*Description of the task*. Reproduce every entry that follows word for word, but omit the images.
================
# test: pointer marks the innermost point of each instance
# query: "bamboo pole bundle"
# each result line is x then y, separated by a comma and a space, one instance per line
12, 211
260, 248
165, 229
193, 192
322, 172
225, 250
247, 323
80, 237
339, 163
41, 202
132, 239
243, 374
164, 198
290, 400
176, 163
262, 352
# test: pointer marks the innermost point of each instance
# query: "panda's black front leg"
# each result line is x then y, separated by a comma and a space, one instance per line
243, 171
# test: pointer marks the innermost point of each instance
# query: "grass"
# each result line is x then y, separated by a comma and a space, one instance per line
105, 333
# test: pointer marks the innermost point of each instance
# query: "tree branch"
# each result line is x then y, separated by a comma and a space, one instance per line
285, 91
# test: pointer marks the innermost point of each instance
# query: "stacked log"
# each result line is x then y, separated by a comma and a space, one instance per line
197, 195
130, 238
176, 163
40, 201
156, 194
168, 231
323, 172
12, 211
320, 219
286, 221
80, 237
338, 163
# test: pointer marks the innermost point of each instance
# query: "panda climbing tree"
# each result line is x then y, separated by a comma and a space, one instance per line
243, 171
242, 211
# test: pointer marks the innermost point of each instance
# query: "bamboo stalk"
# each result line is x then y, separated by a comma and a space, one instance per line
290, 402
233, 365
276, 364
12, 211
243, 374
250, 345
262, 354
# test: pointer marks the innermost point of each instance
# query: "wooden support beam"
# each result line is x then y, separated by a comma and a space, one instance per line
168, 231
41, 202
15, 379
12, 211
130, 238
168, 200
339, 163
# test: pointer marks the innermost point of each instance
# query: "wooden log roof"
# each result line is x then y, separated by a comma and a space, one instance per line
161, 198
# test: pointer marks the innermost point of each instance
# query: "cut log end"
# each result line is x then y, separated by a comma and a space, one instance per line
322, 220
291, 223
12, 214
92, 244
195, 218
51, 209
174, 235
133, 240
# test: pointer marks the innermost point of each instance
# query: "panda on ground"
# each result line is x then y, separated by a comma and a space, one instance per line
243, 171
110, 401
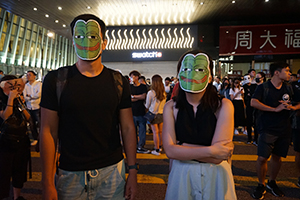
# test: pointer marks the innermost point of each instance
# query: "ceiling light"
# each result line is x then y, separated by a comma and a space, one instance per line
50, 34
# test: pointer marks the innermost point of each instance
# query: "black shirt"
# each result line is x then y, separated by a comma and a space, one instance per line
138, 107
275, 123
88, 118
195, 130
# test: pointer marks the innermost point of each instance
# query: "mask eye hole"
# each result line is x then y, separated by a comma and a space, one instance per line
79, 36
186, 70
================
*Exercise response*.
# test: pointer marks the innermost point of each instance
# query: "bamboo pole bundle"
# each result line is x then y, separated by a comma and a space, one instance per line
12, 211
260, 248
165, 229
193, 192
322, 172
225, 250
247, 323
80, 237
339, 163
41, 202
132, 239
243, 374
164, 198
290, 400
176, 163
262, 352
# test: pointer marks the innermost point of each instance
# query: "panda's black front leg"
# each result line is x then y, separated by a comma and a space, one instance per line
243, 171
# test: pointer marks the innermost point of each instance
# query: "grass"
# each result line is x then y, separated by a comma and a space, one instance per line
105, 333
# test: pointer marks the innermost point of each instance
# query: "tree branch"
# each result line is x then y, separated by a comma and a space, one instance per line
285, 91
# test: pointer marks the innermost point of each instance
# query: "stacked log"
# each result line is x then y, separated by a comma and a space, one instance per line
197, 195
130, 238
176, 163
40, 201
156, 194
168, 231
323, 172
12, 211
320, 219
286, 221
80, 237
338, 163
# test: pointer marks the innermost point of each instance
# query: "panda climbing tree"
# each result line is x then y, separated by a comma and a space, one instance per line
243, 171
242, 211
# test: pointer marks the innermost point of each instance
# query: "bamboo stalk"
# each result line is x then y, separated by a comma and a space, one instance per line
290, 402
233, 365
276, 364
12, 211
243, 374
250, 345
262, 354
# test: pointer marks the innermost point of each instance
# query: "wooden support beam"
# each result line is x then y, separated by a comma and a space, one instance per line
168, 231
41, 202
15, 379
12, 211
130, 238
168, 200
339, 163
# test: pointer marks the innermost point of each instance
# query: "wooden log roof"
# each result line is x then y, separated by a comma and a space, one instance per line
161, 198
# test: pointer marks the innermost point of each instance
# query: "cut log end"
# each result line is x then y, separated by a comma and a space, one instance per line
322, 220
291, 223
12, 214
92, 244
195, 218
51, 209
174, 235
133, 240
# test: pointer marks the innermost point of each instance
# query: "panda on ground"
# each result line is x then y, separated by a comma and a space, one instance per line
243, 171
110, 401
# test: pointer marks the innermost point of each instance
# query: "ceiling light"
# each result line is x then y, separated by a comma and a space, one instance per line
50, 34
# test: pointer marks the innermost point of each instance
# query: "black shirt"
# each result line is x then y, separated by a comma and a space, one instance per line
138, 107
275, 123
88, 118
195, 130
# test: pointer marks the innermost point of each instance
# query: "mask eye hole"
# each result line is x then y, separated by a comma and a space, one instance per line
79, 36
186, 70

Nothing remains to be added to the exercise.